━━━ Input data

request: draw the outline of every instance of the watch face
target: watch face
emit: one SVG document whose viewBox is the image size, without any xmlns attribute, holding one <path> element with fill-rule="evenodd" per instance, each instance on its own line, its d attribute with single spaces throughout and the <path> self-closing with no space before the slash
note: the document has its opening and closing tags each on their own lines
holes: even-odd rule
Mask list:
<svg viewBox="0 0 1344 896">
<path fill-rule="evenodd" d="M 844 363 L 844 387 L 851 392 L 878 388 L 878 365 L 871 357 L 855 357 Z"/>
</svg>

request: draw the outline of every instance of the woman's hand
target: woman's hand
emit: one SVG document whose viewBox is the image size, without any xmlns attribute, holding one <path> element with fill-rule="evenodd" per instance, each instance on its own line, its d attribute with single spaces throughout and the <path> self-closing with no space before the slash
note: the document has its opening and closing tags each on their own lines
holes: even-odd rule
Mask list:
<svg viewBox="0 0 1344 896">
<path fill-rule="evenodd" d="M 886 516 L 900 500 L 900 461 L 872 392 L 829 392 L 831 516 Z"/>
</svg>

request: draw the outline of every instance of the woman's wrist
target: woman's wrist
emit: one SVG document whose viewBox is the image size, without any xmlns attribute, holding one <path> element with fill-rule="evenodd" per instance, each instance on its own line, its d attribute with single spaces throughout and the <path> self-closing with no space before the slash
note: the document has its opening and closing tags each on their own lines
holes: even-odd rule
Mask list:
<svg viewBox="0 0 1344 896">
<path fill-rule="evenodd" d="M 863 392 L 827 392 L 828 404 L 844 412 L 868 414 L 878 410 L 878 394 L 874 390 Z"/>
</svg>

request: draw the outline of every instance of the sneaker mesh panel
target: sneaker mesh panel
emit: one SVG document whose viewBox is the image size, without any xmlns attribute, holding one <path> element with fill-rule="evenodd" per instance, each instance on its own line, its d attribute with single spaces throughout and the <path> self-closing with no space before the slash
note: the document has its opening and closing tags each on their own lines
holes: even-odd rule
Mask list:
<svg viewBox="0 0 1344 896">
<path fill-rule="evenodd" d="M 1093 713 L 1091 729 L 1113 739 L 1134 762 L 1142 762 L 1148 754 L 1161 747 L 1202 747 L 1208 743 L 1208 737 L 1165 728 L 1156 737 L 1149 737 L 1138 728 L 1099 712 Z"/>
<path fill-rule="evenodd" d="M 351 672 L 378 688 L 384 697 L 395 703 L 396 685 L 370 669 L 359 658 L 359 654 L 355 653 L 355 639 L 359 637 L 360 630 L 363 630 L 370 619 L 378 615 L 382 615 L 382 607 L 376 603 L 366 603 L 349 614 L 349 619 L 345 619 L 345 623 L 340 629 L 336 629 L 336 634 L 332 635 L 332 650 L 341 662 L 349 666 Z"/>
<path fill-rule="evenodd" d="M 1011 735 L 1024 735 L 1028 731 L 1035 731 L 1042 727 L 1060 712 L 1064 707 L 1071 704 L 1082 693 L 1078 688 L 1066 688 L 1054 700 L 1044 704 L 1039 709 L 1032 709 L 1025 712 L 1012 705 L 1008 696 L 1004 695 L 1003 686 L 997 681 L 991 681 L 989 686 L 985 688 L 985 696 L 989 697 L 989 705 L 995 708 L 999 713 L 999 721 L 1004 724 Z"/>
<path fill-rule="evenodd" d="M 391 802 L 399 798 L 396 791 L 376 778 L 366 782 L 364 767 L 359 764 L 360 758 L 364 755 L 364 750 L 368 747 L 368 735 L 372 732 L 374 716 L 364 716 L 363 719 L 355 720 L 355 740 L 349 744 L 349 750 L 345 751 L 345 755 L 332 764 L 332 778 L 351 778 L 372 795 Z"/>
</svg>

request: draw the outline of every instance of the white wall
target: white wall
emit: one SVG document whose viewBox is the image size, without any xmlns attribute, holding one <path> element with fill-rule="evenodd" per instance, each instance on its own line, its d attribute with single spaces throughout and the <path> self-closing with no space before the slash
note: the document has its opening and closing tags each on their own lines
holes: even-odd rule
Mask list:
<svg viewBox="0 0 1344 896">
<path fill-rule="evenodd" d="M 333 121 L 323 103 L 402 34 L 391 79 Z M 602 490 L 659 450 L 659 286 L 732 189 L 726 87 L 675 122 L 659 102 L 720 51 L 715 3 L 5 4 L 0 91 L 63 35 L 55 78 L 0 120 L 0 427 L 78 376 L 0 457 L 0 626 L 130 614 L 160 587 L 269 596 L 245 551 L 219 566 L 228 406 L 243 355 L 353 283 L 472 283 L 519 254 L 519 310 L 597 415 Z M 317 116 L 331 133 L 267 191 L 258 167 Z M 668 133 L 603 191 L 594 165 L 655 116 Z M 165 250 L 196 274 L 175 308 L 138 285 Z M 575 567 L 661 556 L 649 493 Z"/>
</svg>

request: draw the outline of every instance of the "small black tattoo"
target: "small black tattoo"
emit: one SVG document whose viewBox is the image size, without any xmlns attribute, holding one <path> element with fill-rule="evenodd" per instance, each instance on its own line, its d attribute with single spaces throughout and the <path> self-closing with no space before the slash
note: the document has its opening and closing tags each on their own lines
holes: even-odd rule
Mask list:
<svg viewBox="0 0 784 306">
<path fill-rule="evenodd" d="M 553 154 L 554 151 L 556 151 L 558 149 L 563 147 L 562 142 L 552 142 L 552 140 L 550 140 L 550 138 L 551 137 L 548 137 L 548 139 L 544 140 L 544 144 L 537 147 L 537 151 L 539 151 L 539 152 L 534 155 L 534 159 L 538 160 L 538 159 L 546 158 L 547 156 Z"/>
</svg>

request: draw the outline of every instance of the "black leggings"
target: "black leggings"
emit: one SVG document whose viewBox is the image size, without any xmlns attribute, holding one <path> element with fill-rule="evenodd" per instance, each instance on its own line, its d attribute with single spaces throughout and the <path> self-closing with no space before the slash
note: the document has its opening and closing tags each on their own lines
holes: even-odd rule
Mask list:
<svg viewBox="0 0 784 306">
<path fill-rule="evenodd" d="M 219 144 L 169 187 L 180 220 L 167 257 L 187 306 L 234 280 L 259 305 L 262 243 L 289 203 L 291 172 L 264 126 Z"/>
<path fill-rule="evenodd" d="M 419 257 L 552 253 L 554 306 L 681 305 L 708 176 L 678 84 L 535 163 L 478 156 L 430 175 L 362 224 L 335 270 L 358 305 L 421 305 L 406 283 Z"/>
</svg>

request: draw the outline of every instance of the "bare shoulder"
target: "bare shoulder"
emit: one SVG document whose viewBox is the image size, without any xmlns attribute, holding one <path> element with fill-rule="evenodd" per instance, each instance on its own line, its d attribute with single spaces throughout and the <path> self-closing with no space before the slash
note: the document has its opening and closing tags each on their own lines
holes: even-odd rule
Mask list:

━━━━━━

Please state how many lines of the records above contain the string "target", giving only the number.

8